* START *

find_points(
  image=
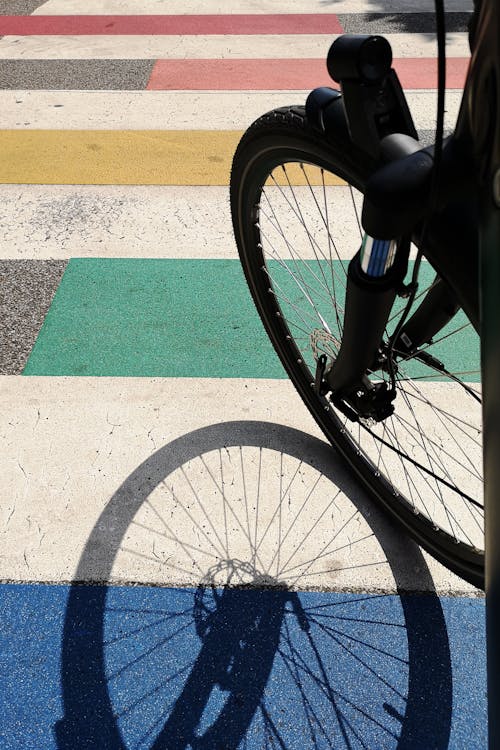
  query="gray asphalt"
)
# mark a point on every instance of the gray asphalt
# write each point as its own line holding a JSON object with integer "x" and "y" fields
{"x": 27, "y": 288}
{"x": 393, "y": 23}
{"x": 116, "y": 75}
{"x": 19, "y": 7}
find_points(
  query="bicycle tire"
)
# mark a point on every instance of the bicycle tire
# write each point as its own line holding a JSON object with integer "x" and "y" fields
{"x": 284, "y": 137}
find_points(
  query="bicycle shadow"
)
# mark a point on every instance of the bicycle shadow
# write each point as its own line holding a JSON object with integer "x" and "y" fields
{"x": 231, "y": 655}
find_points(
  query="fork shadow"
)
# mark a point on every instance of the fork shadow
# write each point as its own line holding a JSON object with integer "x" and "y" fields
{"x": 234, "y": 652}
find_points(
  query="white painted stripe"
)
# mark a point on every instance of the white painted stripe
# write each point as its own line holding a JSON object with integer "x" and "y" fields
{"x": 63, "y": 221}
{"x": 167, "y": 7}
{"x": 69, "y": 444}
{"x": 209, "y": 47}
{"x": 172, "y": 110}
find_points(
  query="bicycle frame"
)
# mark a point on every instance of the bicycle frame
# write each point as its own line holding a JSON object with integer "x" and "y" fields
{"x": 462, "y": 241}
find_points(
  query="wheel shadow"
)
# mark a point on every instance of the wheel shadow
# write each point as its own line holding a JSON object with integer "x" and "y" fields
{"x": 240, "y": 516}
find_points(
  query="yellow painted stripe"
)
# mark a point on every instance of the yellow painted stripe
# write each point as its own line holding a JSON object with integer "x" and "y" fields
{"x": 125, "y": 157}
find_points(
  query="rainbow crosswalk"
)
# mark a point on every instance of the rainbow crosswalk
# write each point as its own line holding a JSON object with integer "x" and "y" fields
{"x": 152, "y": 445}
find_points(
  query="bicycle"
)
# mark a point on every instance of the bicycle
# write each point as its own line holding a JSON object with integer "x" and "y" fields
{"x": 373, "y": 334}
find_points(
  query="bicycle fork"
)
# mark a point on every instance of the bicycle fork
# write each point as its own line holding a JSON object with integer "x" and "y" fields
{"x": 373, "y": 108}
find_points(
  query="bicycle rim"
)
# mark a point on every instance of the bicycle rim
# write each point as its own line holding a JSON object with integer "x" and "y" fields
{"x": 300, "y": 225}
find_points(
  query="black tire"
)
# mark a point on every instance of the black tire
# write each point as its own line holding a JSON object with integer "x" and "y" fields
{"x": 434, "y": 485}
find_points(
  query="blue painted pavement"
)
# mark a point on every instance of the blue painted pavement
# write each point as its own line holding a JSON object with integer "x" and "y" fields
{"x": 140, "y": 667}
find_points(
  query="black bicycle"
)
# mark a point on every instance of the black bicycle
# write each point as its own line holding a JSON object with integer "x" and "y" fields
{"x": 361, "y": 251}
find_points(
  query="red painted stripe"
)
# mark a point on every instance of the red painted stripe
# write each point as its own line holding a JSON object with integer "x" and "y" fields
{"x": 266, "y": 75}
{"x": 293, "y": 23}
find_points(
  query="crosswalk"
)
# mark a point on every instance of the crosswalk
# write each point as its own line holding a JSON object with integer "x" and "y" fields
{"x": 149, "y": 434}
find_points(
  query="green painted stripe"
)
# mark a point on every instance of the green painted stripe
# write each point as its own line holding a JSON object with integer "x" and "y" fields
{"x": 166, "y": 318}
{"x": 148, "y": 317}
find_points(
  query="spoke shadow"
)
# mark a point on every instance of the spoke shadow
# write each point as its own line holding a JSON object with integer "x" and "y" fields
{"x": 240, "y": 516}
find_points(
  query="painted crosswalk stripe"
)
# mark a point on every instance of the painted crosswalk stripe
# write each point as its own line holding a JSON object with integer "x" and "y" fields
{"x": 272, "y": 46}
{"x": 175, "y": 110}
{"x": 303, "y": 73}
{"x": 129, "y": 7}
{"x": 112, "y": 157}
{"x": 296, "y": 23}
{"x": 151, "y": 317}
{"x": 213, "y": 75}
{"x": 93, "y": 436}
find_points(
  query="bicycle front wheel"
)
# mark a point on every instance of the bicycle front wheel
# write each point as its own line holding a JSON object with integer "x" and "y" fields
{"x": 296, "y": 202}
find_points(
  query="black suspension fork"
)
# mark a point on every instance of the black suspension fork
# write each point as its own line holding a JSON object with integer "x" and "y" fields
{"x": 375, "y": 112}
{"x": 374, "y": 278}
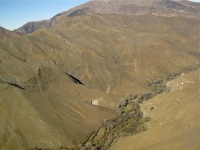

* END *

-- Exercise requirements --
Report how many lines in the rows above contain the string "fork", with matching sensitive to letter case. Give only the number.

-- Response for this exercise --
6